Exercise 1: In the forum thread about router depth settings, what does the new router's depth screw lack?

Excerpted passage:
════════
# New to Routers Advice Needed ?



## Andy54 (Jun 21, 2014)

I've been building guitars part time for many years. Mostly all of the work I've done by hand except for a small trimmer. I recently bought a Maktec MT362 [ handyman quality within my budget ] and checked out how to zero it etc before setting the depth of cut. 

My biggest query is that while this router has a "depth scale" on the body, there's no marker/pointer on the depth screw to show depth of cut relative to the scale.

I realise I can use calipers to set a depth between the bottom of the depth screw and one of the stops but why would a company produce a router that has no way of judging increments of depth without having to keep checking with calipers ?

Maybe I'm over thinking this however about to start working on some fairly expensive Alder to make the body which I had to import into Australia and I want to keep mistakes to a minimum.


----------



## jw2170 (Jan 24, 2008)

I would use a "know" object between the depth screw and the stop.

A drill bit or a set of brass set up bars...

I never user the depth scale....


----------



## harrysin (Jan 15, 2007)
════════
Supplied entries:

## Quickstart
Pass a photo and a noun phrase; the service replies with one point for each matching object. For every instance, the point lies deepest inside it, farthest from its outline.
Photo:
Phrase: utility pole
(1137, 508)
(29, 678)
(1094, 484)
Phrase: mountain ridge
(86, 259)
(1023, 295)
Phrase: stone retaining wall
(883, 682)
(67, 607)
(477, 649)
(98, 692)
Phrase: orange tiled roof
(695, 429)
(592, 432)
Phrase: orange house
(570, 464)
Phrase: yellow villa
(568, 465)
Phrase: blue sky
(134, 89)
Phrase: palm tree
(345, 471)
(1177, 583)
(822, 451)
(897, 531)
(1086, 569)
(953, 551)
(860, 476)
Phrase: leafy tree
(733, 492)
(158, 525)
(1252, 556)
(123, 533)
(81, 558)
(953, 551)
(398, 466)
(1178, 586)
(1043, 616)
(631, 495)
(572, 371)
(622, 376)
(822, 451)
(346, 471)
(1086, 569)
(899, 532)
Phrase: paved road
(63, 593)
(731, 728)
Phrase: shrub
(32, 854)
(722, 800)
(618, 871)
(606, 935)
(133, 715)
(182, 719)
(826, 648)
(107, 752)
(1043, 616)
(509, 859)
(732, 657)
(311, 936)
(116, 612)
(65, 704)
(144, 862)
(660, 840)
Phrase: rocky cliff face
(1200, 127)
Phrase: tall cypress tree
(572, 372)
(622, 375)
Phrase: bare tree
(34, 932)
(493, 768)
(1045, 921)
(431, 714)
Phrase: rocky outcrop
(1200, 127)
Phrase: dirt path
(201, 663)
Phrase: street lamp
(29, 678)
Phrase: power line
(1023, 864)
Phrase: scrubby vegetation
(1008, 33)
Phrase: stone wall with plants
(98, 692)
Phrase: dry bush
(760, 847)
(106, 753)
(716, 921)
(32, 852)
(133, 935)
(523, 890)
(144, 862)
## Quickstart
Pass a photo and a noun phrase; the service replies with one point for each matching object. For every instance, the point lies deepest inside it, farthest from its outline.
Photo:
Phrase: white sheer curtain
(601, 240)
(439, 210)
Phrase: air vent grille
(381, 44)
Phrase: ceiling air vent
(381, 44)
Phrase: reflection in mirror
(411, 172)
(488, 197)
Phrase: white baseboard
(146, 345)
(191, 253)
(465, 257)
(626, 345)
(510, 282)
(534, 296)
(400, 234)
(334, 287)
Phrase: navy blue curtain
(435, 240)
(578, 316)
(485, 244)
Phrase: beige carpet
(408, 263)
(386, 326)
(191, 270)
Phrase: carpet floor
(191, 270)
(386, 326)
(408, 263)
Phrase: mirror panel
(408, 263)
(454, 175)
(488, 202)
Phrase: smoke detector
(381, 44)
════════
Exercise 2: Reproduce the part of the entries that opens with the line containing "Phrase: power line" and closes at the end of the entries, renaming "curtain" to "drape" and keeping everything else the same.

Exercise response 1: A marker or pointer to show the depth of cut relative to the depth scale.

Exercise response 2:
Phrase: power line
(1023, 864)
Phrase: scrubby vegetation
(1008, 33)
Phrase: stone wall with plants
(98, 692)
Phrase: dry bush
(760, 847)
(106, 753)
(716, 921)
(32, 852)
(133, 935)
(523, 890)
(144, 862)
## Quickstart
Pass a photo and a noun phrase; the service replies with one point for each matching object. For every instance, the point lies deepest inside it, farthest from its outline.
Photo:
Phrase: white sheer drape
(601, 240)
(439, 210)
Phrase: air vent grille
(381, 44)
Phrase: ceiling air vent
(381, 44)
Phrase: reflection in mirror
(411, 172)
(488, 197)
Phrase: white baseboard
(146, 345)
(191, 253)
(465, 257)
(626, 345)
(510, 282)
(534, 296)
(400, 234)
(334, 287)
Phrase: navy blue drape
(435, 240)
(578, 316)
(485, 244)
Phrase: beige carpet
(408, 263)
(386, 326)
(191, 270)
Phrase: carpet floor
(191, 270)
(386, 326)
(408, 263)
Phrase: mirror panel
(408, 263)
(454, 175)
(488, 202)
Phrase: smoke detector
(381, 44)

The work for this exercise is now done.